- **Goal**:
Reproduce every one of the items below word for word, line by line.

- **Material for this exercise**:
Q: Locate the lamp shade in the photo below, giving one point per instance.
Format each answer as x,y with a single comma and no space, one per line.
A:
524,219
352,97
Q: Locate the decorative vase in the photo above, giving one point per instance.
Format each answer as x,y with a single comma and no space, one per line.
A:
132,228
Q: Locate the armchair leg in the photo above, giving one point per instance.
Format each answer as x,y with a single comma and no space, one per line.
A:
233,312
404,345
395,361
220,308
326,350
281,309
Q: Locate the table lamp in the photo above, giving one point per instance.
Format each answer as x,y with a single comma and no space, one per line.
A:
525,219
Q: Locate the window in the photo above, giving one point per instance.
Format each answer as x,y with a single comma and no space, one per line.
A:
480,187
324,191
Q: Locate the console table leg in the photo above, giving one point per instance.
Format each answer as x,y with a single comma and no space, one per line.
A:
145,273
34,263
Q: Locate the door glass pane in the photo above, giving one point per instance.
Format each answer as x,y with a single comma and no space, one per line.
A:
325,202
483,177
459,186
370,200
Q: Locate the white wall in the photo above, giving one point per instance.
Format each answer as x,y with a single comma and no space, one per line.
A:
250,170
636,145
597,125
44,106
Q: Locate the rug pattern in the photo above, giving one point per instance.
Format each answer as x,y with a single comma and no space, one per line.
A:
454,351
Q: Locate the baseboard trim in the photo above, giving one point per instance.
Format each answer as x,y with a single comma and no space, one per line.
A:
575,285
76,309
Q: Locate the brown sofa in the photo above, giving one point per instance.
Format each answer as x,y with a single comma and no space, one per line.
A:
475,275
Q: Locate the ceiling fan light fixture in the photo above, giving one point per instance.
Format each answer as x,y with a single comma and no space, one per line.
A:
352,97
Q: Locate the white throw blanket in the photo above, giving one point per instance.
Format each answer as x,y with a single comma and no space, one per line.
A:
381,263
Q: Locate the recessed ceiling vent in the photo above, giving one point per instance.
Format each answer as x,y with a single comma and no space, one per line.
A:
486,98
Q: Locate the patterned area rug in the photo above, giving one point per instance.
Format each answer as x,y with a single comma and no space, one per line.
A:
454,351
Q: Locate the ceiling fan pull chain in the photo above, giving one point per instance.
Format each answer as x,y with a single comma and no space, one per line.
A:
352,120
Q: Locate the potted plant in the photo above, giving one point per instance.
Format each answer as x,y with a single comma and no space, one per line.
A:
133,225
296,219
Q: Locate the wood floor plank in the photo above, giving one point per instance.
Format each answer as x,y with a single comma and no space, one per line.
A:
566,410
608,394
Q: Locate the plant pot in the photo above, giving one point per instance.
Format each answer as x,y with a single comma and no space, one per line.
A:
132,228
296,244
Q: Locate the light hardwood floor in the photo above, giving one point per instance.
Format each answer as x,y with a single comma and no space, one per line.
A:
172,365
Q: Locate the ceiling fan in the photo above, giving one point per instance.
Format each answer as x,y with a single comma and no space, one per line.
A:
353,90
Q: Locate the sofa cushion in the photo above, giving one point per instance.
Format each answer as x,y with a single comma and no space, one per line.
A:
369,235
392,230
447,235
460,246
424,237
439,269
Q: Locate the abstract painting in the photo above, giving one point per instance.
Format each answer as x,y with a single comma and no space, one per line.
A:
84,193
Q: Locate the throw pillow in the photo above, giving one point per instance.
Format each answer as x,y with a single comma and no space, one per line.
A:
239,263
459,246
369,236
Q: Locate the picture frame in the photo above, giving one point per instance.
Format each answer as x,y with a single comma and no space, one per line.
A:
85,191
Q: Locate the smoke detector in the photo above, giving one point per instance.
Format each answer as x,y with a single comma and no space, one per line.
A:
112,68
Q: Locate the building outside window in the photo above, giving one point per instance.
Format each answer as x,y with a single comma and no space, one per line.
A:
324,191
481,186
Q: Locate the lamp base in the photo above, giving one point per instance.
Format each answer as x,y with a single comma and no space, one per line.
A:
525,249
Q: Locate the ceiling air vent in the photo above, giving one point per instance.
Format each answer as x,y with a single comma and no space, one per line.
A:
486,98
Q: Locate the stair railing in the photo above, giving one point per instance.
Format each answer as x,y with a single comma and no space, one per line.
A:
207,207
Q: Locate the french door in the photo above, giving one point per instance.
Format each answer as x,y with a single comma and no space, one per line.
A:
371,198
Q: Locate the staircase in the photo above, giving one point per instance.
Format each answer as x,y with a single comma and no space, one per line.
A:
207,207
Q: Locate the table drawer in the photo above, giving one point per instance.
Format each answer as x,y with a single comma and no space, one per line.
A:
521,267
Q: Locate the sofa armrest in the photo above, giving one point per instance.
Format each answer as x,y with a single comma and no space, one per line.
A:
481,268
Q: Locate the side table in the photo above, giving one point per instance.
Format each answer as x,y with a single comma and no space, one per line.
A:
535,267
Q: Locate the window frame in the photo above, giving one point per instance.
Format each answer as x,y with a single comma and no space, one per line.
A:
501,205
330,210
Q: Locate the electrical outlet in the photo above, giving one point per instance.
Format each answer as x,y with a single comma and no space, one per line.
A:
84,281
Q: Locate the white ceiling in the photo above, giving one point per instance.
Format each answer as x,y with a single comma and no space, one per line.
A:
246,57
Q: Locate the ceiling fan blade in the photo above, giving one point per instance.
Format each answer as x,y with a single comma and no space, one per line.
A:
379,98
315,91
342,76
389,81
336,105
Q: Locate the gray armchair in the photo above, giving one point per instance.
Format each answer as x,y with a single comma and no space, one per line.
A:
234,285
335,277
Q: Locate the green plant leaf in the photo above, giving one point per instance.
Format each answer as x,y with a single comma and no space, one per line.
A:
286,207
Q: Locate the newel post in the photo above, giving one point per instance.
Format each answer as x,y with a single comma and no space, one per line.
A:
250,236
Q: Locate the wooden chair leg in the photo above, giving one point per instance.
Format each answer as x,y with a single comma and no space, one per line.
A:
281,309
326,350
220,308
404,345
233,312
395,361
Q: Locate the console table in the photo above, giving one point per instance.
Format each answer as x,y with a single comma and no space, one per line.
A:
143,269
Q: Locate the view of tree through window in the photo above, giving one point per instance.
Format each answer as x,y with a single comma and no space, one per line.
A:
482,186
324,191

- **Answer to this exercise**:
Q: Locate the lamp shade in the photo below, giving one point per instance.
Format each answer as x,y with a single comma and no space, one per line.
A:
524,219
352,97
Q: Locate the decorative vase in the photo above, giving one point per instance.
Format each answer as x,y with a single comma and no space, one per line.
A:
132,228
Q: Locate the armchair leg in the photo above, giving one point per instance.
Format each answer as x,y with a single comma and no space, one per line.
A:
233,312
404,345
395,361
220,308
326,350
281,309
Q: Locate the table lamp in the photo above, giving one point per instance.
Format each answer as x,y with a single comma and no space, one per line.
A:
525,219
Q: Locate the window in the photo above, giving one point per instance.
Format each answer as x,y with a single comma and no space, one per line.
A:
480,187
324,191
Q: Locate the console table leg in the photo above, giving one point per instance.
Format each answer as x,y with a single comma and no space, one per line.
A:
145,273
34,263
Q: Locate the door glass pane in the photo above, giving one point per instance.
Format each answer as x,y with a single comma and no space, one per line.
A:
325,202
483,177
459,186
370,200
Q: Locate the white wall in the photo above, giving one point per instance.
Format each answer as x,y with a single comma and no space, one per line.
A:
250,170
636,145
597,125
44,106
Q: Locate the rug pattern in the photo above, giving one point per instance.
Format each answer as x,y with a single comma and no space, one per line.
A:
454,351
Q: Locate the baseboard trim in the photo above, giving one point per instance.
Format each answer as x,y with a single comma and no space, one per line.
A:
575,285
76,309
Q: Locate the brown sofa in the photo above, giving one point per instance.
Format each answer as x,y with a single comma and no space, one per line.
A:
475,275
Q: Locate the ceiling fan light fixture in the photo above, giving one point per instance.
Format each answer as x,y with a single comma and no space, one per line.
A:
352,97
Q: Locate the white throw blanket in the photo above, giving one point per instance.
Format each answer as x,y with a single comma and no space, one per line.
A:
381,263
Q: Locate the recessed ceiling vent in the photo above, giving one point per instance.
Format each answer as x,y with a single comma and no space, one per line.
A:
486,98
Q: Locate the patterned area rug in the photo above, giving one point per instance.
Format each answer as x,y with a single comma and no space, one per line.
A:
454,351
Q: Locate the ceiling fan pull chain in the photo above, giving one point per instance.
Format each answer as x,y with a single comma and no space, one per line.
A:
352,120
Q: Locate the potted plant in the photo above, giving one point per instance.
Format each answer as x,y with a single comma and no space, one per line.
A:
133,225
296,219
Q: Locate the wood floor plank in the photo above, giving one point per instance.
Format each answer as x,y with a single comma and no space, one per line.
A:
566,410
608,394
Q: Locate the plant pot in the photo above, giving one point per instance.
Format each answer as x,y with a single comma and no space, one per line.
A:
132,228
296,244
Q: Locate the light hardwood floor in the photo above, giving one point per instance.
Format each answer as x,y with a single comma and no space, one per line.
A:
172,365
Q: Locate the ceiling fan in the photo above, giving one point per instance.
Format each answer as x,y with a single comma and no space, one per line.
A:
353,90
Q: Locate the sofa cushion in the photo above, giving one point per instance.
Format each answer as x,y with a single comma and no space, one per line.
A:
369,235
392,230
447,235
460,246
424,237
439,269
Q: Locate the abstract painting in the photo above, giving one point per instance.
Format each answer as x,y with a single comma and no space, one per line.
A:
84,193
Q: Locate the throw pillow in the photo above, giving one point per instance.
Format each answer as x,y with a single comma and no space, one per line.
A:
239,263
459,246
369,236
Q: Locate the picture frame in the photo above, giving one point per instance.
Format each answer as x,y with a single comma and no space, one per line.
A:
85,191
Q: Locate the smoke detector in the photo above, giving one point per instance.
Format each answer as x,y with a single comma and no space, one per line.
A:
112,68
Q: Locate the building outside window in the photo above, giving one point per instance.
Format each answer as x,y with a single comma and no space, one per line.
A:
324,191
481,186
Q: Locate the lamp base in the photo above, giving one point per instance.
Format each answer as x,y with a single comma and no space, one per line.
A:
525,249
Q: Locate the ceiling air vent in the photo above, giving one point per instance.
Format each answer as x,y with a single comma and no space, one per line.
A:
486,98
Q: Locate the stair railing in the photo above, giving one point per instance.
Format each answer as x,y with a single comma and no space, one per line.
A:
207,207
Q: Locate the french door in the photo above, giving one point per instance.
Format each answer as x,y with a single comma and no space, one per line.
A:
371,198
Q: Locate the staircase in the photo above, giving one point per instance.
Format each answer as x,y with a single comma and no space, one per line.
A:
207,207
Q: Locate the table drawer in the photo above, giving one point per instance.
Format each answer as x,y with a single comma and no space, one per line.
A:
521,267
Q: Locate the sofa armrest in the photo above, giving one point per instance.
Format each answer as x,y with a single comma and no space, one per line.
A:
481,268
Q: Locate the side table in the photo above, giving one point per instance.
Format each answer as x,y with a single comma and no space, one per line.
A:
535,267
Q: Locate the window frame in the photo above, giving one point per instance.
Format each answer as x,y with a single comma and no space, one per line.
A:
501,205
330,210
Q: Locate the electrical outlet in the photo above, giving one point per instance.
Format each answer as x,y with a single comma and no space, one per line.
A:
84,281
Q: Locate the white ceiling in the photo above, giving one point per instance.
Format each answer as x,y with a single comma and no space, one per line.
A:
246,57
Q: Locate the ceiling fan blade in the photo above, giving one point per instance.
Format each answer as x,y with a single comma and no space, one per line.
A:
379,98
315,91
342,76
389,81
336,105
Q: Locate the gray armchair in the photo above, giving one point per instance.
Format each answer as x,y with a single comma and no space, one per line.
A:
234,285
335,277
Q: Locate the green plant leaf in the photo above, giving one point per instance.
Format each answer as x,y with a single comma and no space, one per line.
A:
286,207
Q: Locate the newel post in the photo above, giving one point per instance.
Format each answer as x,y with a single comma and no space, one per line.
A:
250,236
Q: Locate the wooden chair leg in the photo above, giving one point per instance.
Format each answer as x,y with a single comma and no space, one per line.
A:
281,309
326,350
220,308
404,345
233,312
395,361
Q: Locate the console table in the photo above, giving one point per instance.
Format each answer as x,y with a single comma and no space, one per line.
A:
143,269
Q: Locate the view of tree through window in the photo above, giving one point per instance.
Format each answer as x,y with a single comma and no space, one per line.
A:
482,186
324,191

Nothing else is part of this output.